## [GIVEN TASK]
Transcribe verbatim every line from the line containing "Point to the snow covered house, one" to the end of the entries, including both endpoints. Output nothing beyond those lines.

## [DATA TO USE]
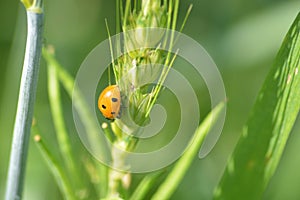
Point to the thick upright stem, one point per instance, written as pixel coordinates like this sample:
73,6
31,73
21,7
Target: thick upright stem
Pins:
25,107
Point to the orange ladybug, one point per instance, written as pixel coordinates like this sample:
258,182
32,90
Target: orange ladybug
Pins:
109,102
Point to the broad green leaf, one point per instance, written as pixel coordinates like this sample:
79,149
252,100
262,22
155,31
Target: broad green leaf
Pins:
174,178
263,139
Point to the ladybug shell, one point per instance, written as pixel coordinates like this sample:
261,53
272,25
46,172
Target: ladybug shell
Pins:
109,102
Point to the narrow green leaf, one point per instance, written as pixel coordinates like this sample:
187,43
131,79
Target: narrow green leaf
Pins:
59,122
54,166
263,139
168,187
145,186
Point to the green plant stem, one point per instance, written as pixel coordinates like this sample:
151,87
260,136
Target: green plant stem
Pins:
25,107
67,82
168,187
144,186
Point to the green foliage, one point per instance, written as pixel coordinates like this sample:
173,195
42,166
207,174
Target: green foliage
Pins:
263,139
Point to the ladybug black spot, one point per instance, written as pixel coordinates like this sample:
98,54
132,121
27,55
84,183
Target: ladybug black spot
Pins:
114,99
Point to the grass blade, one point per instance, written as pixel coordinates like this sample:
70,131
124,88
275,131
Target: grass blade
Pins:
260,147
67,82
145,186
54,166
173,179
26,101
59,122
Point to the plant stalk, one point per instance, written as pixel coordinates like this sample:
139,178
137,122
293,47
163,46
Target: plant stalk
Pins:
25,107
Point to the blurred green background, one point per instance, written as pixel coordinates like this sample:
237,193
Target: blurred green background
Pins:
242,37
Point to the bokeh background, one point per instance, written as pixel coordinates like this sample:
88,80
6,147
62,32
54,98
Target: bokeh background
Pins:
242,37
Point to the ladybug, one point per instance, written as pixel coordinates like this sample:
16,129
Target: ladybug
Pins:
109,102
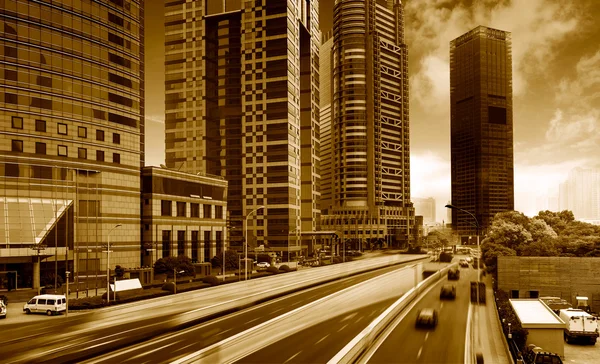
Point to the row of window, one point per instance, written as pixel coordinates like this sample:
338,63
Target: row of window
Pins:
63,151
166,209
62,129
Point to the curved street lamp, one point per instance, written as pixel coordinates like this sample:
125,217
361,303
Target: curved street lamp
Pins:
108,265
246,242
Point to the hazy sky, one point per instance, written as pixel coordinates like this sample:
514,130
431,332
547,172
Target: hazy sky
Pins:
556,86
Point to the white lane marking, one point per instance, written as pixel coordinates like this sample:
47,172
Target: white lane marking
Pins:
348,317
323,338
293,356
258,318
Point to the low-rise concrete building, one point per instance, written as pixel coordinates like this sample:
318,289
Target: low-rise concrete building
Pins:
544,326
182,214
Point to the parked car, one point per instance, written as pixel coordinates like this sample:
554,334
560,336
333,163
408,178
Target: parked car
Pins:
3,309
427,317
49,304
448,291
262,265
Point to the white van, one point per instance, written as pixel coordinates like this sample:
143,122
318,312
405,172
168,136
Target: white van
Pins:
50,304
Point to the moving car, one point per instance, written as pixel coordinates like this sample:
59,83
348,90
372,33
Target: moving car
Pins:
49,304
3,309
427,317
448,291
262,265
453,274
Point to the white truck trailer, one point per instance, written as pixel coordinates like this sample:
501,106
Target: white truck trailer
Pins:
580,325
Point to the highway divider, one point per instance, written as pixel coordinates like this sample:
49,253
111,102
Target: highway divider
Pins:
354,350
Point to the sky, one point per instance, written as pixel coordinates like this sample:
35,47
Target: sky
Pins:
556,89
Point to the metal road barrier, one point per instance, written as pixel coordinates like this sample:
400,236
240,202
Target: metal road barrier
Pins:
355,349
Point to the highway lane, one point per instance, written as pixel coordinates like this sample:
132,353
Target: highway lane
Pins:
319,343
173,345
104,330
445,343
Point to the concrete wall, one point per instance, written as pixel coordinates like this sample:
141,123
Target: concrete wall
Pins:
551,276
548,339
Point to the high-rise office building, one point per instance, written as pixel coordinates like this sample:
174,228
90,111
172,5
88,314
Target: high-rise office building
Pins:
242,102
580,193
72,137
481,121
369,142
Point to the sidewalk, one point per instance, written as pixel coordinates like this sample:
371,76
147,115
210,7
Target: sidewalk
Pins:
489,339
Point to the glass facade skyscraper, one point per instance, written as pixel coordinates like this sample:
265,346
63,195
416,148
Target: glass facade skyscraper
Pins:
481,126
242,103
368,192
72,134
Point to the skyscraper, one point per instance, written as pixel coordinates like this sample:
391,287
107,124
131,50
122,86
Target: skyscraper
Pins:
72,135
369,143
242,103
481,121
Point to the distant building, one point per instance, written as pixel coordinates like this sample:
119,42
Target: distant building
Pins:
242,91
580,193
481,126
426,208
183,214
366,130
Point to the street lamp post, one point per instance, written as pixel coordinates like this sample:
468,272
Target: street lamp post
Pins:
246,242
108,264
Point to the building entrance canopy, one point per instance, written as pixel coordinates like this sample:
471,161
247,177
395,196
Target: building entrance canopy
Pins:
25,223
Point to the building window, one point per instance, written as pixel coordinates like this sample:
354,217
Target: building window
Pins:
166,243
194,246
82,132
165,208
207,211
40,125
17,122
17,146
40,148
195,209
218,212
180,242
180,209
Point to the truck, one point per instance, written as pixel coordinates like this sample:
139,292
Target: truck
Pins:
474,292
579,325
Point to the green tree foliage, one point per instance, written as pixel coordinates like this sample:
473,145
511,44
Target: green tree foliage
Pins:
548,234
170,264
231,260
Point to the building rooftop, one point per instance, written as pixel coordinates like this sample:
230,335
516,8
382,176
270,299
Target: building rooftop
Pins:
534,313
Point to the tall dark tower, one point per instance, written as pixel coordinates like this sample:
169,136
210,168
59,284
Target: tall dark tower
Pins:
481,126
366,140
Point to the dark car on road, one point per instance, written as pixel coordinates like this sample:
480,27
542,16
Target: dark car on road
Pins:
453,274
448,291
427,317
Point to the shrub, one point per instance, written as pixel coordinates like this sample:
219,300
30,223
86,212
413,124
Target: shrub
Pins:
212,280
273,269
169,286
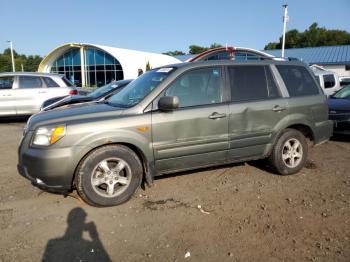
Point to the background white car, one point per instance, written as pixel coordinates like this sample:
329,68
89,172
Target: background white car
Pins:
23,93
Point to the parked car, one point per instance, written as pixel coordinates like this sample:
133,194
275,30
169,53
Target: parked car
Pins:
23,93
344,80
99,94
329,81
175,118
339,110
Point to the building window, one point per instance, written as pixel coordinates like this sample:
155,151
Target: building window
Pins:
100,67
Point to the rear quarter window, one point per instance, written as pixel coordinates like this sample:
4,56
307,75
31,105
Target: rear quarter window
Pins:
298,80
30,82
251,83
329,81
67,82
6,82
50,82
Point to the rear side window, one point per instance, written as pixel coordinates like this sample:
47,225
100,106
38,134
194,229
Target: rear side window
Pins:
30,82
50,82
329,81
6,82
298,80
251,83
67,82
197,87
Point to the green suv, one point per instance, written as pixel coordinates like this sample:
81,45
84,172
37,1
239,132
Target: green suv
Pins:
177,118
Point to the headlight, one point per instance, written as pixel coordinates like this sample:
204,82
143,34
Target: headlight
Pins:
45,136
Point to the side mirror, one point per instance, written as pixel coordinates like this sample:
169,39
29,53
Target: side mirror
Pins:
168,103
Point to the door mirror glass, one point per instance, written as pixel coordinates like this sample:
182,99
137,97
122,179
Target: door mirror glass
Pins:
168,103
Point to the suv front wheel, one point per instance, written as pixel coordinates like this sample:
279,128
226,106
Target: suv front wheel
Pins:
289,153
109,176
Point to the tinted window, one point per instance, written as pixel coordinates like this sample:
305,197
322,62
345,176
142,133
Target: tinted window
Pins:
6,82
298,80
138,89
50,82
197,87
67,82
251,83
329,81
30,82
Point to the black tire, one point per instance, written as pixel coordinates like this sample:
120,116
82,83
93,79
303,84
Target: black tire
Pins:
90,170
280,150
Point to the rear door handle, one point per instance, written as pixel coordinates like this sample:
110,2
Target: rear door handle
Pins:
216,115
278,108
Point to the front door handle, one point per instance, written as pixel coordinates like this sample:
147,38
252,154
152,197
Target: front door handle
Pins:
278,108
216,115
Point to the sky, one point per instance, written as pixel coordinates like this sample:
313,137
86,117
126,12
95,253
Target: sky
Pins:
38,26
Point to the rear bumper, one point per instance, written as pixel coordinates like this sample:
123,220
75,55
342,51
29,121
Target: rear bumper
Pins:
323,131
342,127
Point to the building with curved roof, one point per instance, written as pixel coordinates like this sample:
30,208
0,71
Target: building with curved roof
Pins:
96,65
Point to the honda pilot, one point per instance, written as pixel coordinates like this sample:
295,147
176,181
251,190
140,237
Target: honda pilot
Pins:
175,118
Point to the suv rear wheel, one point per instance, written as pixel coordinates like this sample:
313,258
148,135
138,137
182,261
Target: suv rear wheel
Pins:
109,176
289,153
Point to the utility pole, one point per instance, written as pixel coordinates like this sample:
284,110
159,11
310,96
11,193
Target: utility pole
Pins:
12,57
285,20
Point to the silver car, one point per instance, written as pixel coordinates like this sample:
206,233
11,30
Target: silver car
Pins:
23,93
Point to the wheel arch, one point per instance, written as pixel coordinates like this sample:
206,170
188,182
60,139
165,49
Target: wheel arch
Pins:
147,166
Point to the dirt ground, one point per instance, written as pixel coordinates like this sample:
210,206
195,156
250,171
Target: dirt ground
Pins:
232,213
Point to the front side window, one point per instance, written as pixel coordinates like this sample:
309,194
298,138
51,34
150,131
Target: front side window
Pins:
298,80
6,82
197,87
138,89
329,81
30,82
251,83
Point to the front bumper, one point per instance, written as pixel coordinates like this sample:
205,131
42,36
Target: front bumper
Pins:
49,168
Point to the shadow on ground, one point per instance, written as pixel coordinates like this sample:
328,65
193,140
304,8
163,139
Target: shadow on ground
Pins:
341,138
73,246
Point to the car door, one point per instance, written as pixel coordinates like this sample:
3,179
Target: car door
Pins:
255,111
7,99
29,94
195,134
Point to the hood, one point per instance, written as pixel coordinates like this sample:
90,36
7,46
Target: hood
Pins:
76,112
339,104
66,101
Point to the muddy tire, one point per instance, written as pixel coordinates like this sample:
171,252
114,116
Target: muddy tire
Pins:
289,153
109,176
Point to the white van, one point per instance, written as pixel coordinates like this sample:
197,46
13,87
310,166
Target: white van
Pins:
329,81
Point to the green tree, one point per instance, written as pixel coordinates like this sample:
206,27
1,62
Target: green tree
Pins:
312,37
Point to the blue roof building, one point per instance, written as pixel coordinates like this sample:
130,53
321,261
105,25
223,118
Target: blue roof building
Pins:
324,55
333,58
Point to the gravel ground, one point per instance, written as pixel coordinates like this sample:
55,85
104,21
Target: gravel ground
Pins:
232,213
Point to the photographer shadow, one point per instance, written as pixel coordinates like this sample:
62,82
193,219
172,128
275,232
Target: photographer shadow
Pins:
72,246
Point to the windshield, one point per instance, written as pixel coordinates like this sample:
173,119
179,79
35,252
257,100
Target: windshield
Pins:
343,93
138,89
103,90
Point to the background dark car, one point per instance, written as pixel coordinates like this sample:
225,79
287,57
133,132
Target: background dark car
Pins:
339,110
101,93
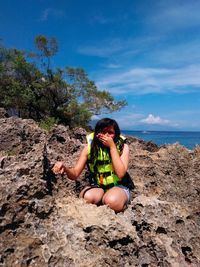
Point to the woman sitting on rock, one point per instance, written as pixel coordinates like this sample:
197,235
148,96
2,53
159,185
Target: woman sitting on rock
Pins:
106,156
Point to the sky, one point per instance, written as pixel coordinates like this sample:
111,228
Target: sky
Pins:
144,51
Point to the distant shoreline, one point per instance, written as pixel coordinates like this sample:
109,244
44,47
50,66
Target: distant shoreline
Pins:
186,138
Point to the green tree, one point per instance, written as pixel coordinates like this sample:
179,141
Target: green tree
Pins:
39,92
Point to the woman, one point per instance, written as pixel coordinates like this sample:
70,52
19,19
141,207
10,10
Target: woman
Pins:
106,156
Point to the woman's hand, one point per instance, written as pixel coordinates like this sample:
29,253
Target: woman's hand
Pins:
106,140
59,167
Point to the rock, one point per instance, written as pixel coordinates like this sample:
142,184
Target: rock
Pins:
44,223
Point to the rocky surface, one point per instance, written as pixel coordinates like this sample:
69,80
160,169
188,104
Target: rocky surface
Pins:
44,223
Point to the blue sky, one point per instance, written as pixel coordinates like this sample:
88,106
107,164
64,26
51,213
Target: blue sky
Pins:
147,52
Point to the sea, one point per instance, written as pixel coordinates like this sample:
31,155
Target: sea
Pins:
187,139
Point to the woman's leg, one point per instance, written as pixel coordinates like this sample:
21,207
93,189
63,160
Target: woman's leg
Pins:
92,195
116,198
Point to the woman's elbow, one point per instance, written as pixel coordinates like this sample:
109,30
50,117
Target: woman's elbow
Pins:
121,174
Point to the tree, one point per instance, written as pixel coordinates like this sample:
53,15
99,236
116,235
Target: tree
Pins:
41,92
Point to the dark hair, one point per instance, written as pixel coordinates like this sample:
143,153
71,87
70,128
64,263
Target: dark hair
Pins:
107,122
100,125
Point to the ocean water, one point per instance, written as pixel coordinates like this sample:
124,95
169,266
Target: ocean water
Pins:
187,139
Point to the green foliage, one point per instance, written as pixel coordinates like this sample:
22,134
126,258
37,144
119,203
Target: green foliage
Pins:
48,123
50,96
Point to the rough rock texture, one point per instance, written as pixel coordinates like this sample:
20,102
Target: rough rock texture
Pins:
44,223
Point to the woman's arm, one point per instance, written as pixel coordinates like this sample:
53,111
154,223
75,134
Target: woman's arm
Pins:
74,172
120,163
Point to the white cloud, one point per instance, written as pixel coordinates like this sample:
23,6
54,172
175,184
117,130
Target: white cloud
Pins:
151,119
140,81
176,16
50,12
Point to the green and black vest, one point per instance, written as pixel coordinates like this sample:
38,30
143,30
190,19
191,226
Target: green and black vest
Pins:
100,167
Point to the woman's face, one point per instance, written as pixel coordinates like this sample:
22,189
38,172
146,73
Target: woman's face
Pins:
109,131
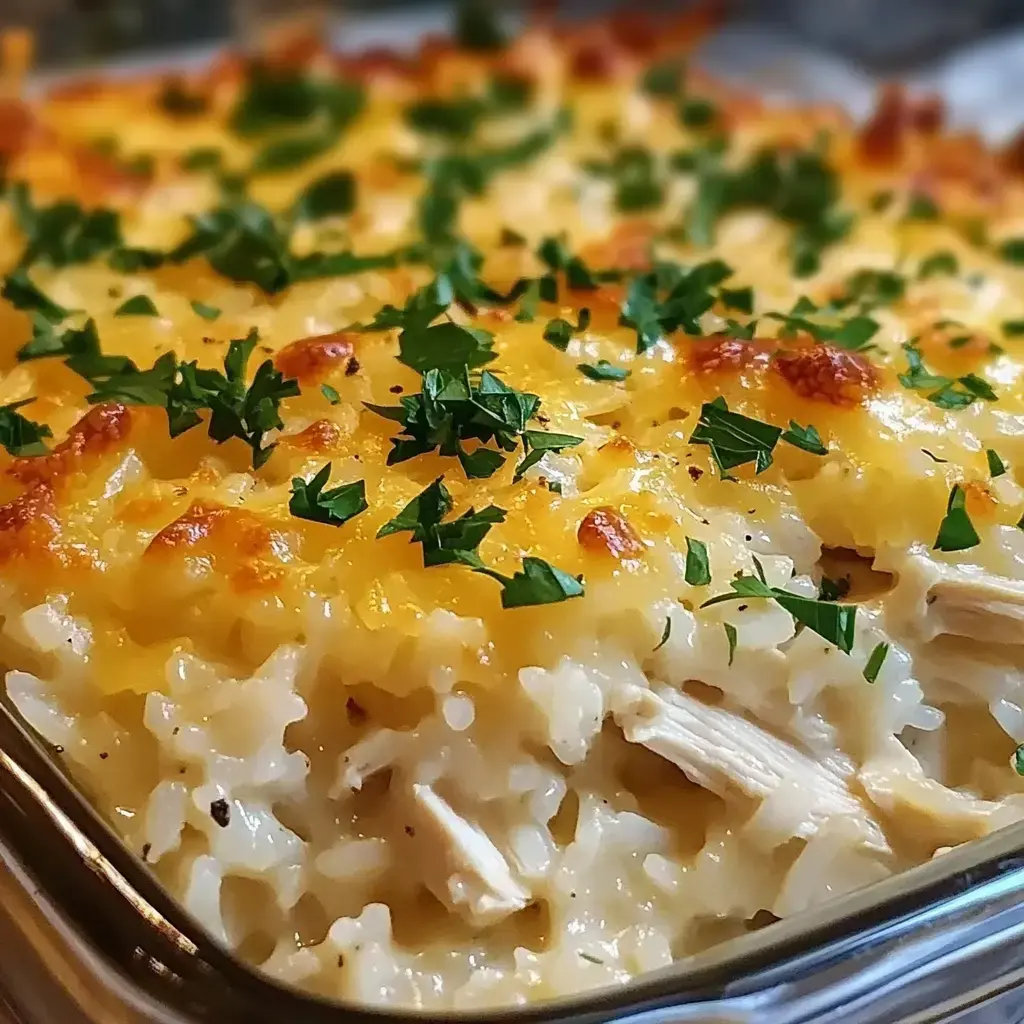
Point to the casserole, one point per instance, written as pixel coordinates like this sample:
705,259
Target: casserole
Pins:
630,710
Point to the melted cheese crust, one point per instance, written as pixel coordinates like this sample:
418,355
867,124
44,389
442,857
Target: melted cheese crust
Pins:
174,548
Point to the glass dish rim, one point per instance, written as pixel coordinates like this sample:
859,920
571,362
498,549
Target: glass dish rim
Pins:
37,787
73,864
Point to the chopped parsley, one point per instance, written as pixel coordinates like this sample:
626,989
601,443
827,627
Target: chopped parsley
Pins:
538,583
943,262
477,28
697,113
23,294
18,435
697,571
446,346
454,408
137,305
184,389
666,633
996,467
835,623
558,332
1012,250
313,112
204,310
798,186
943,391
443,543
854,332
244,242
735,439
62,233
922,207
457,541
834,590
636,177
330,196
875,662
730,639
807,438
603,371
671,298
956,532
869,289
46,341
334,507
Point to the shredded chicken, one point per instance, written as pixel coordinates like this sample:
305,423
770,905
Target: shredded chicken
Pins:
723,752
896,782
372,754
463,868
961,600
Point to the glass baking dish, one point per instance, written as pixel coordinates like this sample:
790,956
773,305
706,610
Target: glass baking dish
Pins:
87,934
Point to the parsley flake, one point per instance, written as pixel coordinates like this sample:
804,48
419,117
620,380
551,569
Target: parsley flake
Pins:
943,262
538,583
334,507
697,571
943,391
730,638
204,310
875,662
666,633
19,435
137,305
443,543
835,623
23,294
996,467
331,196
956,532
807,438
603,371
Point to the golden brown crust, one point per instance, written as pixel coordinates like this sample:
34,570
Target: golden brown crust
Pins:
823,372
310,359
607,531
99,431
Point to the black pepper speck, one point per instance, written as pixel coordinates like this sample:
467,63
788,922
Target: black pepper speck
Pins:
220,811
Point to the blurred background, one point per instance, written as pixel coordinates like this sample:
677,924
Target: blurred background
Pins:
877,33
972,51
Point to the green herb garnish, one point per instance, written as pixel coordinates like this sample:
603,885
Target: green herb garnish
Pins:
996,467
603,371
735,439
835,623
956,532
697,568
334,507
943,391
875,662
23,294
137,305
19,435
204,310
331,196
943,262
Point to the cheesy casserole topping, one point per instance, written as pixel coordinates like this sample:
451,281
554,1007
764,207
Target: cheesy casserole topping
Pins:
484,524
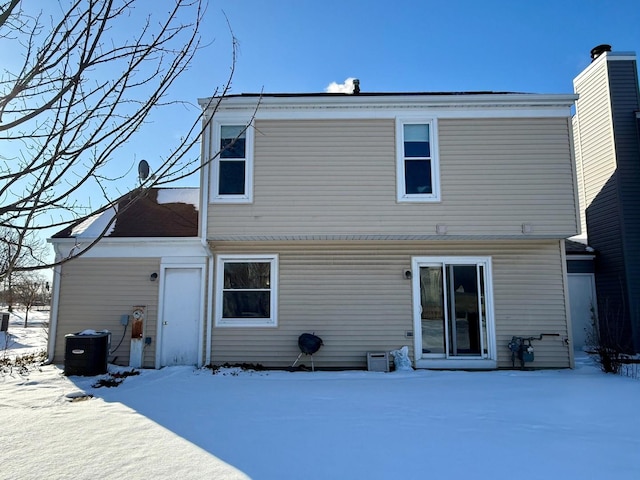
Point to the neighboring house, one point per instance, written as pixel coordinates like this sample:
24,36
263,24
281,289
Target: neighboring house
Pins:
435,221
607,143
152,248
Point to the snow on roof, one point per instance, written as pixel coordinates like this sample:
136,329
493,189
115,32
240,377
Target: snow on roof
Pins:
93,226
179,195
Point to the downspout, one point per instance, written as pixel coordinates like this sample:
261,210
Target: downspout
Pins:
204,210
55,301
568,340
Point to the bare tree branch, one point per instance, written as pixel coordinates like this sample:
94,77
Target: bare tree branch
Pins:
81,90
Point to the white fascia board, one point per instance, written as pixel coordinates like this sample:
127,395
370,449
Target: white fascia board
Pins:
131,247
443,106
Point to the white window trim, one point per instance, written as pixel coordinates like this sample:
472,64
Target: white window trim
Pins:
215,197
402,196
245,322
490,360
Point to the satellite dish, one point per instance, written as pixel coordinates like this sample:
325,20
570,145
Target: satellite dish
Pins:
143,170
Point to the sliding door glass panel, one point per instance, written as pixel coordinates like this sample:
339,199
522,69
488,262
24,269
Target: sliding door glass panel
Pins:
464,316
433,309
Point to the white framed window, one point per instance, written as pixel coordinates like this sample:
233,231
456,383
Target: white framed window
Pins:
418,172
232,169
246,290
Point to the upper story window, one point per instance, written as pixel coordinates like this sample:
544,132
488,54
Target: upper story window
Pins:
233,168
417,161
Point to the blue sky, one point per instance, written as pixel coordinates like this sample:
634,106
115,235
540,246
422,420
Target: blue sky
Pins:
401,46
298,46
429,45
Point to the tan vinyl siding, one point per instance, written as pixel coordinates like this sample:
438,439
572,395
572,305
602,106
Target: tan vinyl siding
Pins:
94,293
354,296
338,177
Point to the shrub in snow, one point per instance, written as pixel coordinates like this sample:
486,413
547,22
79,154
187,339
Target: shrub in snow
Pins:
401,359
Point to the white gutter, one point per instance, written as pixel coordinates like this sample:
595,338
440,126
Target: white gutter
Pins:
275,101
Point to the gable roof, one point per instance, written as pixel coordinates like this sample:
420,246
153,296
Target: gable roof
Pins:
160,212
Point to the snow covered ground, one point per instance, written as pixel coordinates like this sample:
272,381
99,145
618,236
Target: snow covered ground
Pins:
190,424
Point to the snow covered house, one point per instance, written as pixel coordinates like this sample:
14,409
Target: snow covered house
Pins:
374,220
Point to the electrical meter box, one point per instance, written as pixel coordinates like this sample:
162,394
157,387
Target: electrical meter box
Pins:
378,361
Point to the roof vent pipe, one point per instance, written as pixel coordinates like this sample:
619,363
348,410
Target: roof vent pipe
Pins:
599,50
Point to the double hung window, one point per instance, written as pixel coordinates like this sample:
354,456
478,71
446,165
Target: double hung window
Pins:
246,290
233,167
417,162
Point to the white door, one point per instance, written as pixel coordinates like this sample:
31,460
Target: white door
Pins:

## [OUTPUT BELOW]
Point to the snow covered house, one point per instance, written as pixel coordinates like this sample:
14,409
Target: snow covered house
Pins:
374,220
Point to the electrical meter box, one point per instance, written as pixel coordinates like this sample:
162,394
157,387
Target: electrical meter box
Pins:
378,361
Point to the roof vent pipe, one point per instance, written as pixel coordinates like this sample:
619,363
348,410
Target: roof vent pipe
Pins:
599,50
Point to the double hung window, one point per instance, written as pixel coordinates like this sample:
354,456
478,71
446,165
Target: double hung window
Pins:
246,290
233,167
417,162
Point to the white door, one point per instance, written as pixel coordinates like this sample:
31,460
Target: white door
Pins:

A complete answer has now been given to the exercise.